> [Records for the exercise]:
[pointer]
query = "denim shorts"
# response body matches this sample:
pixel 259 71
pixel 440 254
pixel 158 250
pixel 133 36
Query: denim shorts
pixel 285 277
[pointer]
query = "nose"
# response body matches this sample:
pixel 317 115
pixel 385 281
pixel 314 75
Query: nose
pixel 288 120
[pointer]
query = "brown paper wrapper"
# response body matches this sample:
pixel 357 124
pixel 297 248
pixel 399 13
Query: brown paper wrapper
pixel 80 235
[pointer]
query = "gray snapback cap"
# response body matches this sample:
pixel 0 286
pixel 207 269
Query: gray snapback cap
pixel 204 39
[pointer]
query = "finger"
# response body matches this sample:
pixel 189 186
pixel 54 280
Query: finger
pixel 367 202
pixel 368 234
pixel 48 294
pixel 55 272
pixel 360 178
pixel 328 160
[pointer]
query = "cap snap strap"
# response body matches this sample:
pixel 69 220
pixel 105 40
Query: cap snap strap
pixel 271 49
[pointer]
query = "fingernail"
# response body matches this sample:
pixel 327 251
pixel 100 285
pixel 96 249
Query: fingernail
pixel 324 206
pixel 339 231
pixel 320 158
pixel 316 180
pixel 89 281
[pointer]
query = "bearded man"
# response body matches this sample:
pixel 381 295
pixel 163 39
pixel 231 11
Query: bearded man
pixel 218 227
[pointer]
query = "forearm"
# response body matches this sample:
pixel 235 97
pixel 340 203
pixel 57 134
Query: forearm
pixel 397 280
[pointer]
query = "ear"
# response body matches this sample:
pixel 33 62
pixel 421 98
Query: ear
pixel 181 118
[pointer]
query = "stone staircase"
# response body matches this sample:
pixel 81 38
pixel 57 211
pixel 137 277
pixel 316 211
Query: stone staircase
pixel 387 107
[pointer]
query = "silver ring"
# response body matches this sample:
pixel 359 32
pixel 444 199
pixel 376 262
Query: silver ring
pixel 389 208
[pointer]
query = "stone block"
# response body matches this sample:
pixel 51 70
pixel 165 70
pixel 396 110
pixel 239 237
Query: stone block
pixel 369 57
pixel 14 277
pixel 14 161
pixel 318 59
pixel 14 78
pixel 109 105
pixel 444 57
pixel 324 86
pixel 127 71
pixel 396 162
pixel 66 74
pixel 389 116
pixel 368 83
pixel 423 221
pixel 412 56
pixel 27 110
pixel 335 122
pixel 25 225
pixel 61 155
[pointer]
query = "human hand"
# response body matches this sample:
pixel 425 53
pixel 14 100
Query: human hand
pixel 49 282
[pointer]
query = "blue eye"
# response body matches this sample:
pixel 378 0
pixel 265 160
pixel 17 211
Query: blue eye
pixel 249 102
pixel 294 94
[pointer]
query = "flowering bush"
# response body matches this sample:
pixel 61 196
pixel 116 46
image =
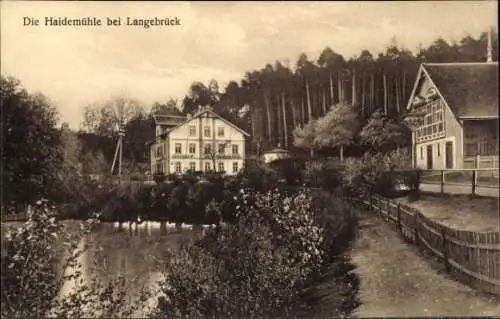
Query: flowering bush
pixel 251 268
pixel 34 257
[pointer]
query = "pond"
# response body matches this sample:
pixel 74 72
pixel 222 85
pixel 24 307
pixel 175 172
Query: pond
pixel 139 253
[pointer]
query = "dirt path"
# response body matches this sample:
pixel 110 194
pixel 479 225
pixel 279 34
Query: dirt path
pixel 396 281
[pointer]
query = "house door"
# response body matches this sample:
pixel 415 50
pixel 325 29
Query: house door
pixel 449 154
pixel 429 156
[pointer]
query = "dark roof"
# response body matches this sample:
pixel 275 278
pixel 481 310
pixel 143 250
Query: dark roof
pixel 470 89
pixel 168 119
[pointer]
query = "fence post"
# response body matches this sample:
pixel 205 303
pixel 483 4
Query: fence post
pixel 474 182
pixel 445 250
pixel 398 212
pixel 442 182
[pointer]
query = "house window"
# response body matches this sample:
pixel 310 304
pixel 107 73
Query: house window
pixel 433 126
pixel 192 130
pixel 178 148
pixel 220 131
pixel 192 148
pixel 208 149
pixel 222 148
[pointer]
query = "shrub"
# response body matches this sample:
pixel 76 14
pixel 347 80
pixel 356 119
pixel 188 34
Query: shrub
pixel 289 169
pixel 378 173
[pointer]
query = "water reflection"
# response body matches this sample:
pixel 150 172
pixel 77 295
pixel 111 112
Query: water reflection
pixel 138 252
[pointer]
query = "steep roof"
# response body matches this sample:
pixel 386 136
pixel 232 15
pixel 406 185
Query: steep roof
pixel 470 89
pixel 212 114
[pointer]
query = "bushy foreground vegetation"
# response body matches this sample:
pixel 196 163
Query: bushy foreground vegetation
pixel 35 257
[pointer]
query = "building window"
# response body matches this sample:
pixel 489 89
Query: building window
pixel 192 130
pixel 208 149
pixel 220 131
pixel 192 148
pixel 222 148
pixel 178 148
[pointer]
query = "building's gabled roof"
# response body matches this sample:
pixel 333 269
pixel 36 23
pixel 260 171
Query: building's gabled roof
pixel 469 89
pixel 170 119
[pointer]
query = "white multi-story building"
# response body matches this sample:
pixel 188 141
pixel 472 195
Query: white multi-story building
pixel 203 142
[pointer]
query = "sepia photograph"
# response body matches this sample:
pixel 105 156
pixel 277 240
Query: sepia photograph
pixel 249 159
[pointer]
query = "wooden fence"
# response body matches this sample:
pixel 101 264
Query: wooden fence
pixel 473 255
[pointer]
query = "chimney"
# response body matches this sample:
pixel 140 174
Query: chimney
pixel 489 54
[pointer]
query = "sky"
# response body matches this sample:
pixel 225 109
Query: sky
pixel 75 66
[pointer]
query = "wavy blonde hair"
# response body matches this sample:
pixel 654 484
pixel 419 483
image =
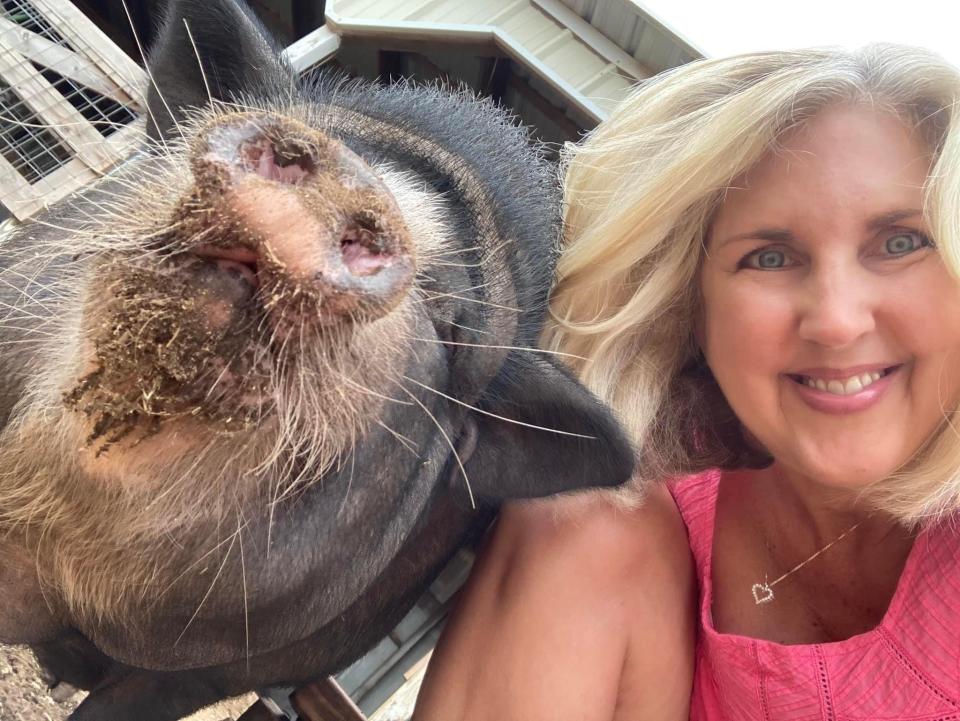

> [Set exercise]:
Rewrite every line of the rows above as a numbered list, skipping blank lines and leaving the pictures out of your answer.

> [Written reply]:
1. [pointer]
2. query = "denim shorts"
3. # response body matches this sample:
4. pixel 259 71
5. pixel 440 254
6. pixel 158 250
7. pixel 133 36
8. Query: denim shorts
9. pixel 285 277
10. [pointer]
11. query = "nose"
12. # response body matches this sample:
13. pixel 317 115
14. pixel 385 281
15. pixel 314 75
16. Query: nose
17. pixel 288 120
18. [pointer]
19. query = "brown paper wrapper"
20. # response body matches this sample:
21. pixel 357 124
22. pixel 297 248
23. pixel 399 13
24. Query: brown paper wrapper
25. pixel 80 235
26. [pointer]
27. query = "gray snapback cap"
28. # response body matches this sample:
29. pixel 0 286
30. pixel 207 269
31. Query: gray snapback cap
32. pixel 204 39
33. [pointer]
34. query = "finger"
35. # response body matches this sample:
36. pixel 189 186
37. pixel 54 280
38. Query: finger
39. pixel 367 202
40. pixel 368 234
41. pixel 48 294
42. pixel 55 272
43. pixel 360 178
44. pixel 328 160
45. [pointer]
46. query = "cap snap strap"
47. # response body matches this sample:
48. pixel 69 220
49. pixel 105 40
50. Query: cap snap strap
51. pixel 271 49
52. [pointer]
53. query = "fingernail"
54. # response body matches this sample:
55. pixel 327 251
56. pixel 100 285
57. pixel 96 249
58. Query: fingernail
59. pixel 324 206
60. pixel 339 231
61. pixel 320 158
62. pixel 316 180
63. pixel 89 281
64. [pointer]
65. query = "bearded man"
66. # response body matches this sample:
67. pixel 381 295
68. pixel 163 39
69. pixel 231 11
70. Query: bearded man
71. pixel 218 227
72. [pointer]
73. query = "forearm"
74. # response body matches this sample:
75. pixel 235 97
76. pixel 340 203
77. pixel 57 134
78. Query: forearm
79. pixel 397 280
80. [pointer]
81. query = "ear"
82. # response body matches this sample:
83. pixel 33 62
84. pixel 421 98
85. Query: ear
86. pixel 181 118
87. [pointer]
88. query = "stone staircase"
89. # response body matches this sample:
90. pixel 81 38
91. pixel 57 211
92. pixel 137 277
93. pixel 316 211
94. Query: stone staircase
95. pixel 387 107
96. [pointer]
97. query = "silver ring"
98. # response body matches this sample:
99. pixel 359 32
100. pixel 444 199
101. pixel 376 262
102. Query: silver ring
103. pixel 389 208
104. [pointer]
105. query = "stone block"
106. # response body matches this sample:
107. pixel 51 70
108. pixel 165 70
109. pixel 396 110
110. pixel 239 237
111. Query: stone block
112. pixel 369 57
113. pixel 14 277
114. pixel 14 161
115. pixel 318 59
116. pixel 14 78
117. pixel 109 105
118. pixel 444 57
119. pixel 324 86
120. pixel 127 71
121. pixel 396 162
122. pixel 66 74
123. pixel 389 116
124. pixel 368 83
125. pixel 423 221
126. pixel 412 56
127. pixel 27 110
128. pixel 335 122
129. pixel 25 225
130. pixel 61 155
131. [pointer]
132. query = "human hand"
133. # response body matches this sample:
134. pixel 425 53
135. pixel 14 100
136. Query: human hand
137. pixel 49 282
138. [pointer]
139. query = "blue eye"
140. # response body matches this sample:
141. pixel 378 0
142. pixel 265 160
143. pixel 17 211
144. Query: blue eye
145. pixel 249 102
146. pixel 294 94
147. [pointer]
148. query = "flowering bush"
149. # response body matches this sample:
150. pixel 61 196
151. pixel 116 46
152. image =
153. Query: flowering bush
154. pixel 251 268
155. pixel 34 257
156. [pointer]
157. query = "pond"
158. # response body matches this sample:
159. pixel 74 72
160. pixel 222 85
161. pixel 24 307
162. pixel 175 172
163. Query: pond
164. pixel 139 253
165. [pointer]
166. query = "dirt path"
167. # response body matches this sample:
168. pixel 110 194
169. pixel 479 225
170. pixel 279 34
171. Query: dirt path
172. pixel 396 281
173. [pointer]
174. query = "house door"
175. # response body matches this sample:
176. pixel 415 50
177. pixel 325 29
178. Query: house door
179. pixel 449 154
180. pixel 429 156
181. [pointer]
182. query = "dark roof"
183. # response body matches this sample:
184. pixel 275 278
185. pixel 481 310
186. pixel 143 250
187. Query: dark roof
188. pixel 470 89
189. pixel 168 119
190. [pointer]
191. query = "fence post"
192. # response body matches this sample:
193. pixel 205 303
194. pixel 483 4
195. Query: fence post
196. pixel 474 182
197. pixel 445 250
198. pixel 398 212
199. pixel 442 182
200. [pointer]
201. query = "house window"
202. # response body matches this sample:
203. pixel 310 304
204. pixel 107 73
205. Query: house window
206. pixel 433 126
207. pixel 192 130
208. pixel 178 148
209. pixel 220 131
210. pixel 192 148
211. pixel 208 149
212. pixel 222 148
213. [pointer]
214. query = "shrub"
215. # response body matches this sample:
216. pixel 76 14
217. pixel 347 80
218. pixel 356 119
219. pixel 188 34
220. Query: shrub
221. pixel 289 169
222. pixel 378 173
223. [pointer]
224. query = "water reflection"
225. # response body matches this sample:
226. pixel 150 172
227. pixel 77 295
228. pixel 111 112
229. Query: water reflection
230. pixel 138 252
231. [pointer]
232. query = "steep roof"
233. # response body matches this sample:
234. pixel 386 136
235. pixel 232 15
236. pixel 406 185
237. Query: steep roof
238. pixel 470 89
239. pixel 212 114
240. [pointer]
241. query = "bushy foreground vegetation"
242. # response body matches this sample:
243. pixel 196 163
244. Query: bushy foreground vegetation
245. pixel 35 257
246. [pointer]
247. query = "building window"
248. # response body matches this sample:
249. pixel 489 89
250. Query: building window
251. pixel 192 130
252. pixel 208 149
253. pixel 220 131
254. pixel 192 148
255. pixel 222 148
256. pixel 178 148
257. [pointer]
258. query = "building's gabled roof"
259. # response body matches this sample:
260. pixel 333 269
261. pixel 36 23
262. pixel 260 171
263. Query: building's gabled roof
264. pixel 469 89
265. pixel 170 119
266. [pointer]
267. query = "white multi-story building"
268. # response body matches this sample:
269. pixel 188 141
270. pixel 472 195
271. Query: white multi-story building
272. pixel 203 142
273. [pointer]
274. query = "sepia photograph"
275. # response body matches this sample:
276. pixel 105 156
277. pixel 277 240
278. Query: sepia photograph
279. pixel 249 159
280. [pointer]
281. query = "wooden fence"
282. # response body matches this sample:
283. pixel 101 264
284. Query: wooden fence
285. pixel 473 255
286. [pointer]
287. query = "chimney"
288. # response body matches this sample:
289. pixel 140 174
290. Query: chimney
291. pixel 489 54
292. [pointer]
293. query = "sky"
294. # response body matches this sample:
295. pixel 225 109
296. Query: sky
297. pixel 75 66
298. [pointer]
299. query = "wavy blonde hair"
300. # response body matches this sample:
301. pixel 654 484
302. pixel 419 483
303. image =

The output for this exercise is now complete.